Meanwhile, it’s also hard to deny that crypto adoption is hardly possible without regulation. In this regard, Gianni Di Poce, Financial Analyst President The Mercator, LLC noted:
“To an extent, regulation will help with the continued adoption of cryptocurrencies and blockchain at an institutional level. It’s hard not seeing this as bullish for the crypto sector. More institutions in this space mean more demand and will supply levels are fairly constant, which portends higher prices.”
Regulatory Developments to Combat Money Laundering
The United States Government, among others, has become serious in its enforcement efforts against money laundering. To this end, they have set laws in motion to provide for a notable increase in government funding to support anti-money laundering initiatives (AML) and demand the compliance of all companies that operate beyond the common financial institutions.
The Office of Foreign Asset Control (OFAC), which operates under the US Treasury Department (FinCEN) joined hands with other regulators in setting up the priorities in their mutual effort to fight money laundering and counter-terrorism funding in the process. These priorities serve to lead financial institutions in focusing their anti-money laundering programs on the biggest threats to the financial system and national security.
The Legislative Battle
The cryptocurrency industry was defeated in the battle for a change in the rules about crypto tax reporting that were part of the infrastructure bill. This left the industry exposed to a rather wider regulation of digital assets. Had the amendment happened, there would be some breathing space on the expectations of the new tax reporting from crypto companies.
The infrastructure bill was fundamentally designed to solve the issues resulting from the crypto space, which required that bodies such as the crypto miners and software developers report their tax information to the IRS. Whilst various legislatures supported the bill, some opposed it and even tabled an alternative bill that would be fair to the crypto sector.

Raw entries
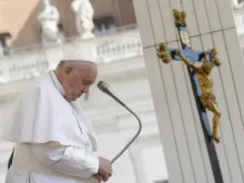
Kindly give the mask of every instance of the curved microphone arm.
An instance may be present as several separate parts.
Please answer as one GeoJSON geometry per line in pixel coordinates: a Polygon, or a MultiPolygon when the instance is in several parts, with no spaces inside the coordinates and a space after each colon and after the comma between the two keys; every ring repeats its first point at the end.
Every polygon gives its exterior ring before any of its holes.
{"type": "Polygon", "coordinates": [[[142,122],[140,120],[140,118],[129,108],[126,106],[122,100],[120,100],[114,92],[110,89],[110,87],[104,82],[104,81],[100,81],[98,83],[98,88],[105,94],[110,95],[111,98],[113,98],[116,102],[119,102],[122,106],[124,106],[132,115],[135,116],[135,119],[139,122],[139,129],[136,131],[136,133],[132,136],[132,139],[125,144],[125,146],[111,160],[111,163],[114,163],[123,153],[124,151],[134,142],[134,140],[139,136],[139,134],[142,131],[142,122]]]}
{"type": "Polygon", "coordinates": [[[114,161],[116,161],[116,159],[119,159],[123,153],[124,151],[134,142],[134,140],[139,136],[139,134],[141,133],[142,131],[142,122],[140,120],[140,118],[130,109],[128,108],[126,105],[124,105],[124,108],[132,114],[135,116],[135,119],[138,120],[139,122],[139,129],[136,131],[136,133],[133,135],[133,138],[131,139],[131,141],[128,142],[128,144],[112,159],[111,163],[113,163],[114,161]]]}

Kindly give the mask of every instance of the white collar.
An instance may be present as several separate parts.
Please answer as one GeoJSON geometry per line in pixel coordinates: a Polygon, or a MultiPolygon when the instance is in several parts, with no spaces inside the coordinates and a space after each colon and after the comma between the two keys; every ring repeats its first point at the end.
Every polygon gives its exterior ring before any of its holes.
{"type": "Polygon", "coordinates": [[[65,95],[65,91],[64,91],[62,84],[60,83],[59,79],[57,78],[54,71],[50,71],[49,73],[50,73],[50,75],[51,75],[51,78],[52,78],[52,81],[53,81],[55,88],[57,88],[57,89],[59,90],[59,92],[64,96],[64,95],[65,95]]]}

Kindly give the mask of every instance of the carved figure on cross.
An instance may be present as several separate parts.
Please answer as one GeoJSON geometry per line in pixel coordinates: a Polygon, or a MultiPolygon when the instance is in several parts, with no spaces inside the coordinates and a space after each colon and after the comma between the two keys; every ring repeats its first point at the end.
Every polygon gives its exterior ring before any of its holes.
{"type": "Polygon", "coordinates": [[[171,60],[183,61],[189,69],[189,74],[192,82],[193,93],[195,95],[196,105],[199,108],[199,114],[201,122],[204,123],[205,131],[210,138],[213,138],[215,142],[220,142],[218,125],[221,119],[221,112],[218,110],[217,101],[213,93],[213,80],[211,71],[214,65],[220,67],[221,62],[217,59],[217,51],[215,49],[209,51],[196,51],[191,48],[191,41],[186,31],[185,12],[174,10],[174,21],[177,28],[182,49],[167,48],[166,44],[161,43],[157,49],[157,57],[164,62],[169,63],[171,60]],[[201,67],[197,67],[195,62],[202,62],[201,67]],[[212,132],[207,120],[207,109],[213,112],[213,126],[212,132]]]}

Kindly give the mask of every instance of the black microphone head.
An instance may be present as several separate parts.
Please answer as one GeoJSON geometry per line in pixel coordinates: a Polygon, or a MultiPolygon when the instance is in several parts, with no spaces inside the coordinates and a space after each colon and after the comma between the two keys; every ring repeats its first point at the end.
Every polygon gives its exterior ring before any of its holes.
{"type": "Polygon", "coordinates": [[[98,88],[103,92],[108,92],[110,89],[110,87],[104,81],[99,81],[98,88]]]}

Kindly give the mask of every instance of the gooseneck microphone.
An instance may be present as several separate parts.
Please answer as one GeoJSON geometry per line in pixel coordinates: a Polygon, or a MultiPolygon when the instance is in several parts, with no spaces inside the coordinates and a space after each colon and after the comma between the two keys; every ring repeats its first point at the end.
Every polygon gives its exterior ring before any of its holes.
{"type": "Polygon", "coordinates": [[[128,106],[125,105],[122,100],[116,96],[116,94],[112,91],[112,89],[104,82],[104,81],[100,81],[98,83],[98,88],[105,94],[110,95],[111,98],[113,98],[118,103],[120,103],[122,106],[124,106],[132,115],[135,116],[135,119],[139,122],[139,129],[136,131],[136,133],[132,136],[132,139],[128,142],[128,144],[112,159],[111,163],[113,163],[114,161],[116,161],[116,159],[119,159],[124,151],[134,142],[134,140],[139,136],[139,134],[142,131],[142,122],[140,120],[140,118],[128,106]]]}

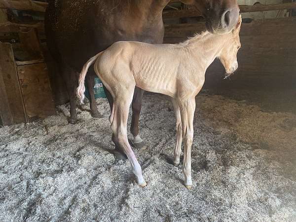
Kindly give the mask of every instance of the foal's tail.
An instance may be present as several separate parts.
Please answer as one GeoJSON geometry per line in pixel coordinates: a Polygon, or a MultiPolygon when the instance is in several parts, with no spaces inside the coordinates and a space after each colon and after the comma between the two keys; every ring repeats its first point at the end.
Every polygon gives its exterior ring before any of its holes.
{"type": "Polygon", "coordinates": [[[77,88],[76,94],[79,100],[82,104],[83,104],[83,100],[84,99],[84,92],[85,91],[84,80],[85,79],[85,76],[87,73],[87,71],[88,70],[89,67],[94,63],[95,61],[98,58],[100,54],[101,53],[98,53],[93,57],[91,58],[89,60],[85,63],[79,76],[78,86],[77,88]]]}

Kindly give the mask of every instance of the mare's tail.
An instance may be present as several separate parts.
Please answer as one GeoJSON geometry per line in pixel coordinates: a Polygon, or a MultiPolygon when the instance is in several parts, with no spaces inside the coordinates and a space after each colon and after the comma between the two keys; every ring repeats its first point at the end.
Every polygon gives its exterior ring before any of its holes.
{"type": "Polygon", "coordinates": [[[85,63],[79,76],[78,86],[77,88],[76,94],[79,100],[82,104],[83,103],[83,100],[84,99],[84,92],[85,91],[84,80],[85,79],[85,76],[87,73],[87,71],[88,70],[89,67],[94,63],[95,61],[98,58],[100,54],[101,53],[98,53],[93,57],[91,58],[89,60],[85,63]]]}

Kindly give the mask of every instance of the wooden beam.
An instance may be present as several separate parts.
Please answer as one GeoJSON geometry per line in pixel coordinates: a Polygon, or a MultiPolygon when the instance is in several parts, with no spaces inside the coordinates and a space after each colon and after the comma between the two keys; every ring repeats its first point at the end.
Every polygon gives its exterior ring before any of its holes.
{"type": "Polygon", "coordinates": [[[0,8],[44,12],[48,3],[31,0],[0,0],[0,8]]]}
{"type": "Polygon", "coordinates": [[[255,11],[273,11],[274,10],[293,9],[296,8],[296,2],[284,3],[282,4],[262,4],[255,5],[239,6],[241,12],[253,12],[255,11]]]}
{"type": "MultiPolygon", "coordinates": [[[[256,11],[272,11],[282,9],[293,9],[296,8],[296,2],[285,3],[282,4],[256,4],[255,5],[240,5],[241,13],[253,12],[256,11]]],[[[190,7],[182,10],[170,10],[163,13],[164,19],[186,18],[200,16],[200,13],[193,8],[190,7]]]]}
{"type": "Polygon", "coordinates": [[[32,29],[37,28],[43,26],[43,22],[34,24],[15,23],[10,22],[0,23],[1,33],[23,33],[28,32],[32,29]]]}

> **GIVEN EXERCISE**: Write the next part of the passage on cryptocurrency regulation, picking up after its final sentence. None of the entries are required for this work.

> **RESULT OF THE TASK**:
With more people progressively embracing crypto, organizations are becoming more vigilant about anti-money laundering policies. Being an unstable landscape, cryptocurrency exchange platforms have been willing to abide by the efforts made by respective governments toward the development of regulatory structures.
Cryptocurrency advocates and supporters believe that the Senate defeat is an indication that it is necessary, now more than ever, that there is a more organized framework and more money to enable the growing industry to capture the attention of lawmakers. According to the crypto lobbyists, the wording of the bill would somehow apply to firms that cannot collect data on their users, such as crypto miners. This action would potentially swathe the industry to external markets.
The debate also revealed that the members of the senate who did not previously know about the sector were interested in the topic. This made it clear that efforts to promote the industry must be set in motion to avoid similar challenges in the days to come. Nevertheless, crypto regulations will be beneficial in the long run despite short-term effects.